__THE TASK__
Leave out the pictures and restate every entry word for word.

AVAILABLE DATA below:

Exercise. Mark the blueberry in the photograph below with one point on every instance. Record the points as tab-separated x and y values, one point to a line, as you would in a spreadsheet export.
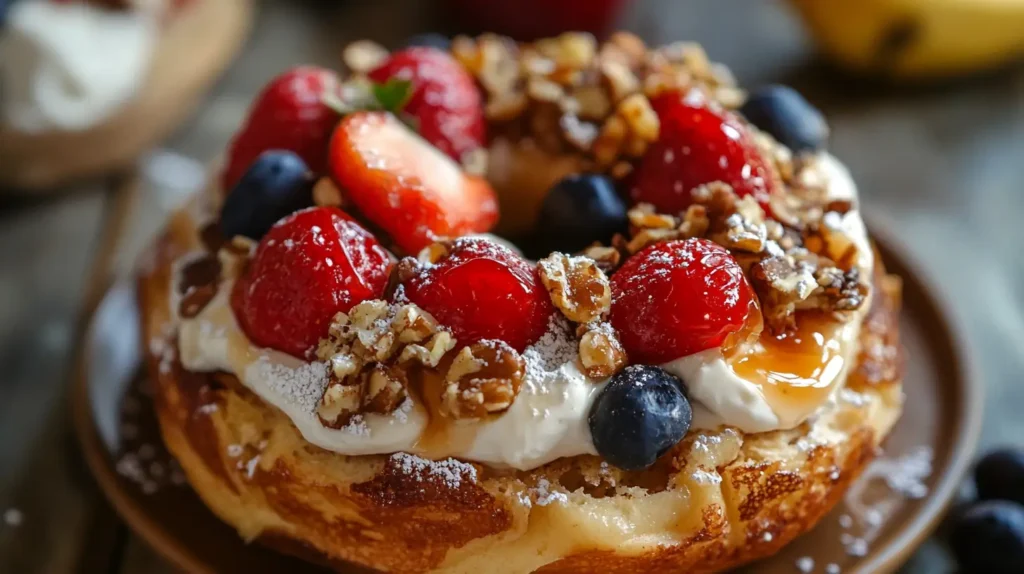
276	184
1000	475
784	114
641	413
578	211
989	537
430	40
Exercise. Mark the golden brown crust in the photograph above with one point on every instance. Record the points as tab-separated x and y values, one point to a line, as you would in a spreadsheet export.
717	500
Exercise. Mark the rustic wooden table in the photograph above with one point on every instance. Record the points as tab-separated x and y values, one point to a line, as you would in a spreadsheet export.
941	166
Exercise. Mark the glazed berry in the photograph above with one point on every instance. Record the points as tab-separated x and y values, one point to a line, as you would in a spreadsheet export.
290	114
784	114
989	537
276	184
404	185
1000	475
678	298
640	414
445	102
578	211
482	290
430	40
698	144
309	266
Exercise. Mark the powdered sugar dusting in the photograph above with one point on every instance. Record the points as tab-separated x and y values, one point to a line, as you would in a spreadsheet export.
554	349
302	386
450	471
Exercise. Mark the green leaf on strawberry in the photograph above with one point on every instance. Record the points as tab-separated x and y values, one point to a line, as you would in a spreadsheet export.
393	94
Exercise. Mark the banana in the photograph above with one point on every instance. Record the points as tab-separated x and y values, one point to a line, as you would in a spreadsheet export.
916	39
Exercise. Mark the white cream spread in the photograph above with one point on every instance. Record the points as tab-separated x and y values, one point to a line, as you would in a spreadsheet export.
547	421
70	65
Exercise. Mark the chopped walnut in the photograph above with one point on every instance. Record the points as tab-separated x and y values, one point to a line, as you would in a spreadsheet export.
341	400
643	216
483	379
327	193
364	55
369	351
434	252
607	259
577	285
827	238
601	354
386	389
780	283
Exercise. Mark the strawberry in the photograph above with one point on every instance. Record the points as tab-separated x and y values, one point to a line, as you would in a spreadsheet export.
290	114
483	291
444	100
406	186
699	144
309	266
678	298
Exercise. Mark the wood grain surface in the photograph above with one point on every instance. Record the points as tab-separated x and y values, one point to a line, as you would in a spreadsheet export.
940	165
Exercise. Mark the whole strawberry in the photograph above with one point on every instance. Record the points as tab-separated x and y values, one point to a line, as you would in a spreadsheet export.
290	114
444	100
309	266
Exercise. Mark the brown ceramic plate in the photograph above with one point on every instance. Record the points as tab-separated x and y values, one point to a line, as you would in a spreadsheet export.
884	518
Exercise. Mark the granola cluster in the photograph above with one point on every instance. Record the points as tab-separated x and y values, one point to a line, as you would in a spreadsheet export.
571	95
807	263
369	351
580	290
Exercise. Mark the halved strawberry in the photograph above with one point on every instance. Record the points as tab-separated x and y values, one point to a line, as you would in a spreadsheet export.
291	113
309	266
404	185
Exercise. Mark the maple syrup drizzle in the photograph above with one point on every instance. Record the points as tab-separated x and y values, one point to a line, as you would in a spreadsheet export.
795	370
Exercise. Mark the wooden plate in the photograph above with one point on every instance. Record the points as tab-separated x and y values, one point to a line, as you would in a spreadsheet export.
193	51
873	530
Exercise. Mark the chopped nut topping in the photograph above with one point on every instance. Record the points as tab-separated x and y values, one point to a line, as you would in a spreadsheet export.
601	354
577	285
483	379
607	259
428	354
386	389
198	284
340	402
434	252
569	94
364	55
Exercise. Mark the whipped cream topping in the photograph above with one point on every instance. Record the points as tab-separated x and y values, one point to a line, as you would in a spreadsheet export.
549	417
70	65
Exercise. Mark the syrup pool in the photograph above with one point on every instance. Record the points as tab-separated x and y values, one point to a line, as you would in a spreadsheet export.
796	370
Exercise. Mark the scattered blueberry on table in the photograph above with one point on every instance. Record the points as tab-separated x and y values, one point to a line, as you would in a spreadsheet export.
785	115
988	538
578	211
988	535
999	475
276	184
640	414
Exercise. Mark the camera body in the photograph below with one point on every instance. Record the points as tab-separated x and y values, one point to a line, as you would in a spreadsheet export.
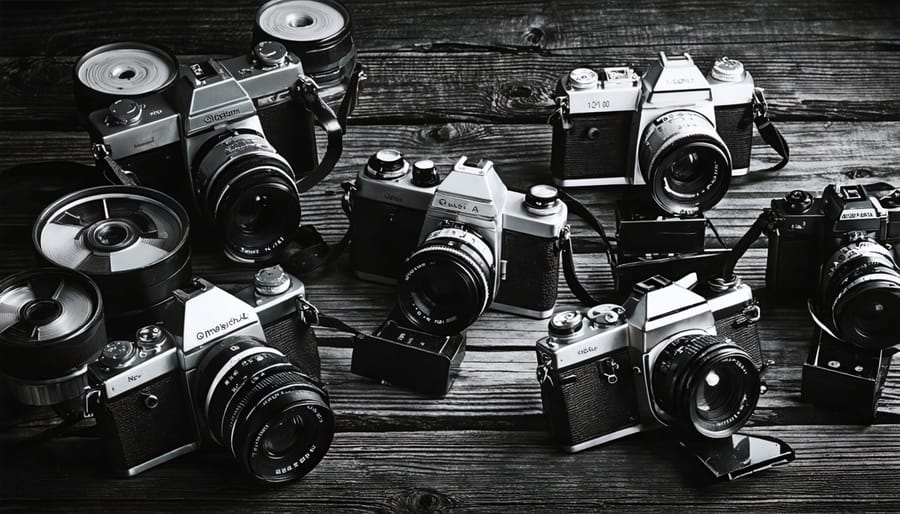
177	383
807	230
615	127
223	127
614	370
506	242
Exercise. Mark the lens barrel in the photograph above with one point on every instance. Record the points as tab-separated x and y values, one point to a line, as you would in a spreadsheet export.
448	282
707	384
272	417
248	190
685	163
132	241
861	287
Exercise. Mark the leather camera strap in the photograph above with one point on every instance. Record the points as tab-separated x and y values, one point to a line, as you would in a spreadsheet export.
308	92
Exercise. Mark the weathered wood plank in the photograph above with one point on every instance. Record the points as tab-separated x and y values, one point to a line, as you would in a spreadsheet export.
507	26
475	471
837	81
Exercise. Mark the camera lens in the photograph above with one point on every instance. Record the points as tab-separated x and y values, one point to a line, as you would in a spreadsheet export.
275	420
684	162
707	384
861	286
447	282
248	190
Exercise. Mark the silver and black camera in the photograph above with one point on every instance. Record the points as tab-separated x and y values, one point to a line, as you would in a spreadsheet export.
668	357
235	137
679	132
238	369
455	246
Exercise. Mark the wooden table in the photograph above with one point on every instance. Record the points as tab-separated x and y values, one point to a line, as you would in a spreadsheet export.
448	79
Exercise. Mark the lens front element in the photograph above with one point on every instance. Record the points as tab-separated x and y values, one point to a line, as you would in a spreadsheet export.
684	162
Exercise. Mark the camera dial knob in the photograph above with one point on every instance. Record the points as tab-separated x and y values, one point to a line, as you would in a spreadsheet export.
123	112
727	70
387	164
607	314
566	323
270	53
798	202
271	281
542	200
150	338
117	354
583	78
424	174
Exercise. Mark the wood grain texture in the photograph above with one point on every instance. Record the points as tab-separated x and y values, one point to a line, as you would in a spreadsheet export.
477	471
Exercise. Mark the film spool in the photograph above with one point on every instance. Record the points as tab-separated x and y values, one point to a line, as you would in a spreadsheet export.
132	241
127	69
317	31
51	327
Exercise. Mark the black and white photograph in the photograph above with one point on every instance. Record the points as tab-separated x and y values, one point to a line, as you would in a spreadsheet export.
448	256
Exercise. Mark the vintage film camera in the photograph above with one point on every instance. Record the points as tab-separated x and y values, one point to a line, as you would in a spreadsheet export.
409	358
455	246
240	370
668	357
133	242
235	138
679	132
319	32
841	251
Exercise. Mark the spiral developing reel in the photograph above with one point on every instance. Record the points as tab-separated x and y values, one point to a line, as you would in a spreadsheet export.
119	70
51	327
132	241
317	31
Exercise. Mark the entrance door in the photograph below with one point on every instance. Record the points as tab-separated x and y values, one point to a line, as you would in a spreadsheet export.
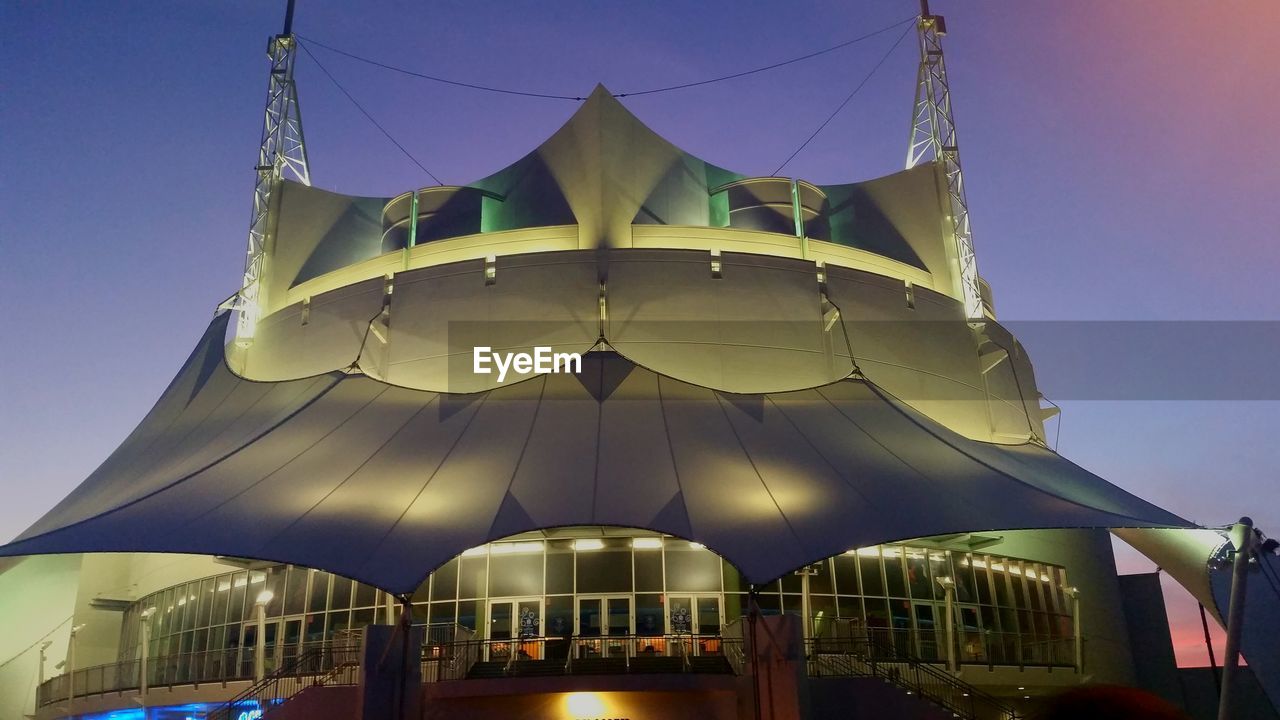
516	627
604	625
695	620
694	615
248	648
291	642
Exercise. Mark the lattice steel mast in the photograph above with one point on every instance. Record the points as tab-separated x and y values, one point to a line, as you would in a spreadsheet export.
282	149
933	137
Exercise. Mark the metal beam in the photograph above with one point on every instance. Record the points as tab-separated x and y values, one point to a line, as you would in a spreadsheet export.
280	153
933	139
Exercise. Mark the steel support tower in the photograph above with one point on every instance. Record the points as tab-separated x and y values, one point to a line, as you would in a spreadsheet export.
282	151
933	137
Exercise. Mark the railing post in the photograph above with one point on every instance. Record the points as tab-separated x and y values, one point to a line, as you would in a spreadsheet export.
1075	628
949	588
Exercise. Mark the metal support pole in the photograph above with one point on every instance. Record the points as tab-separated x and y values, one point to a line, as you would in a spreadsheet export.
71	665
805	609
260	645
144	650
1212	659
798	217
1242	537
949	588
40	678
1075	628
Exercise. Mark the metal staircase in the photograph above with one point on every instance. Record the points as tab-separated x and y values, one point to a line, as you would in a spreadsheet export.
867	657
316	666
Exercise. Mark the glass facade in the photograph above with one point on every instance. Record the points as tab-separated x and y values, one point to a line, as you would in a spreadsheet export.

End of AVAILABLE DATA.

__OUTPUT OF THE EXERCISE__
Exercise. Mark the blueberry in the photograph below with one point on every instance. Record the points as tab-separated x and y values, one point to a line, as you would in a spreadsheet export.
276	184
1000	475
784	114
641	413
578	211
989	537
430	40
Exercise. Mark the golden brown crust in the photograph above with one point on every instance. Record the points as tab-separated x and y values, one point to a line, as you would in a spreadsheet export.
717	500
Exercise. Mark the rustic wooden table in the photograph above with one point on every instance. Record the points as tab-separated x and y values, one point to a line, as you would in a spreadsheet export.
941	166
Exercise. Mark the glazed berry in the photograph above with one point on every instance. Record the points as tab-separated x and y values, one point to a line, as you would in a spreadsheet export.
290	114
784	114
989	537
276	184
404	185
1000	475
678	298
640	414
445	102
578	211
482	290
430	40
698	144
309	266
Exercise. Mark the powdered sugar dusting in the photograph above with one point on every instance. Record the points as tab-separated x and y values, one point to a line, as you would in a spreadsheet export.
554	349
302	386
450	471
Exercise. Mark the green leaf on strawberry in the photograph above with one point on every instance. Record the points as tab-separated x and y values, one point to a line, as you would in a spreadsheet export.
393	94
Exercise. Mark the banana in the photograph above with one point on every instance. Record the points as tab-separated x and y values, one point to a line, as you would in a spreadsheet export.
916	39
Exercise. Mark the white cream spread in the photograph above with one point on every instance. Record the points as tab-separated x and y values, one point to a line, as you would in a spreadsheet export.
547	421
70	65
Exercise. Mark the chopped walnut in the photograph above with one point on every instance. Record the points as tab-separated x and y values, one point to a line, as you would in a spreadsheet export.
341	400
643	216
483	379
327	193
364	55
369	351
434	252
607	259
577	285
827	238
601	354
386	389
780	283
Exercise. Mark the strawberry in the photograph above with one point on every instance. Record the points as tab-separated x and y values, one point to a line, as you would in a spreadsheet export.
290	114
483	291
444	100
406	186
699	144
309	266
678	298
Exercise. Mark the wood grain surface in the photograph above with one point on every instance. Record the points as tab-separated x and y values, one point to a line, as you would in a spreadsheet export.
940	165
Exercise. Mark the whole strawberry in the photograph above with one point on every instance. Record the points as tab-separated x and y values, one point to a line, as you would in a spreadsheet export.
290	114
444	100
309	266
Exercise. Mark the brown ceramic plate in the photograph above with one point on every instance. Record the points as tab-separated x and y values, one point to a line, as you would in a spreadsheet export.
884	518
Exercise. Mark the granola cluster in the photograph above with one point on every instance. Record the points as tab-separated x and y values, one point to a line, as you would in a spreadsheet export.
571	95
807	263
369	351
580	290
Exercise. Mark the halved strawberry in the photograph above with one point on every instance. Record the points as tab-separated x and y values, one point to a line, as you would in a spreadsheet export.
291	113
309	266
404	185
Exercise. Mark the maple syrup drizzle in the photograph above with one point on every instance. Record the points as tab-separated x and y values, one point to a line, as you would in a spreadsheet export.
795	370
Exercise. Mark the wooden plate in the photograph above with one point on every instance. Record the points as tab-separated x and y values, one point to a line, as you would in a spreadsheet export.
193	51
873	530
Exercise. Mark the chopped nut topping in the photograph above with one point on every instance. Record the points as tab-separated x and y values, one point to a line, as you would in a spreadsheet export.
601	354
577	285
483	379
607	259
428	354
386	389
198	284
340	402
434	252
569	94
364	55
Exercise. Mark the whipped cream topping in the photograph above with one point on every instance. Record the points as tab-separated x and y values, one point to a line, as you would in a spreadsheet export.
549	417
70	65
Exercise. Mark the syrup pool in the photograph above with one point on every instance. Record the points as tab-separated x and y values, one point to a line, as you would in a spreadsheet export.
796	370
Exercise. Mark the scattered blueberry on table in the photograph above with one point on every instance. Record the points as tab-separated x and y values, one point to a line, as you would in a spreadsheet export.
785	115
988	538
578	211
988	535
999	475
276	184
640	414
Exercise. Mark the camera body in the photograph below with one point on every instance. Record the points as tab-separated x and y values, one point to a line, as you would in a spreadsheet export.
177	383
807	230
615	127
223	127
614	370
506	242
Exercise. Mark the lens barrel in the photograph above with one point on every instance. Record the points as tab-separated x and y values, one point to a line, as you would in a spreadsheet export.
448	282
707	384
272	417
248	190
685	163
132	241
861	287
Exercise. Mark the leather camera strap in the photograph above with one point on every instance. Record the points as tab-separated x and y values, one point to a line, as you would in a spreadsheet export.
308	92
Exercise. Mark the weathered wood plank in the photograph above with one point on every instance. Record the points as tab-separated x and y values, one point to a line, as you would in a spreadsheet export.
507	26
475	471
837	81
Exercise. Mark the camera lens in the photograph above with one point on every instance. Record the points as tab-separated x and y values, one point to a line, as you would in a spreadsheet export.
275	420
684	162
707	384
861	286
447	282
248	190
Exercise. Mark the silver and black camera in the photograph above with one point on every instance. Record the points as tab-separated x and y values, one point to a line, as you would in a spreadsheet export.
668	357
235	137
679	132
238	369
455	246
Exercise. Mark the wooden table in the photograph above with one point on every instance. Record the points as tab-separated x and y values, one point to a line, as you would in a spreadsheet export.
448	79
Exercise. Mark the lens front element in the photograph above with one point on every instance. Record the points as tab-separated x and y values, one point to a line, as you would in a spreadsheet export.
684	162
Exercise. Mark the camera dial knob in the photograph above with one point on every instance. Record the points as tab-separated x and y values, one point to a line, as you would in a spreadsheet export.
123	112
727	70
387	164
607	314
566	323
270	53
798	202
271	281
542	200
150	338
117	354
583	78
424	174
Exercise. Mark the wood grain texture in the photograph above with one point on every instance. Record the points as tab-separated x and y values, one point to a line, as you would in a spreadsheet export.
477	471
Exercise. Mark the film spool in the photograph above with one point on every instance. Record the points as tab-separated x and y values, one point to a line, as you would in a spreadsheet export.
132	241
127	69
317	31
51	327
Exercise. Mark the black and white photograph in the photograph above with one point on every instance. Record the points as tab-separated x and y values, one point to a line, as you would in a spreadsheet export.
448	256
Exercise. Mark the vintage film camera in the photograph above with one point on every instance. Record the points as tab-separated x and y values, one point to a line, as you would in a spreadsheet export.
409	358
455	246
240	370
668	357
133	242
235	138
679	132
319	32
841	251
Exercise. Mark the spiral developing reel in the photograph above with one point on every instance. Record the points as tab-separated x and y values, one point to a line, as you would in a spreadsheet export.
119	70
51	327
132	241
317	31
Exercise. Mark the entrance door in the photograph below with one point on every instance. Record the points as tab-separated x and y values, one point to a line, as you would in a spreadsheet export.
516	627
604	625
695	620
694	615
248	648
291	642
Exercise. Mark the lattice steel mast in the photograph above with one point on every instance. Record the points as tab-separated x and y values, one point to a line, as you would in a spreadsheet export.
282	149
933	137
Exercise. Mark the metal beam in the photograph above with one point on every instance. Record the points as tab-separated x and y values, one point to a line, as you would in a spreadsheet export.
280	153
933	139
Exercise. Mark the steel support tower in the photograph above with one point on every instance. Record the points as tab-separated x and y values, one point to a line, as you would in a spreadsheet export.
282	151
933	137
Exercise. Mark the railing post in the photograph above with one point on every instance. Record the points as tab-separated x and y values, one point to a line, as you would in a spreadsheet export.
1075	628
949	588
Exercise. Mark the metal support pole in the photograph above with one point on every instance. Record the points as tab-separated x and y values, one point to a line, as you would in a spreadsheet export.
71	665
805	609
260	645
144	650
1212	659
798	217
1242	537
949	588
40	678
1075	628
Exercise. Mark the metal staircase in the photograph above with one point on every instance. Record the points as tab-separated x and y values, one point to a line, as you would in a spreadsheet export.
867	657
316	666
Exercise. Mark the glass facade in the photograph above with one point on every instance. Record the points as tab-separated x and y values, one point to a line, as you would in a spreadsheet export.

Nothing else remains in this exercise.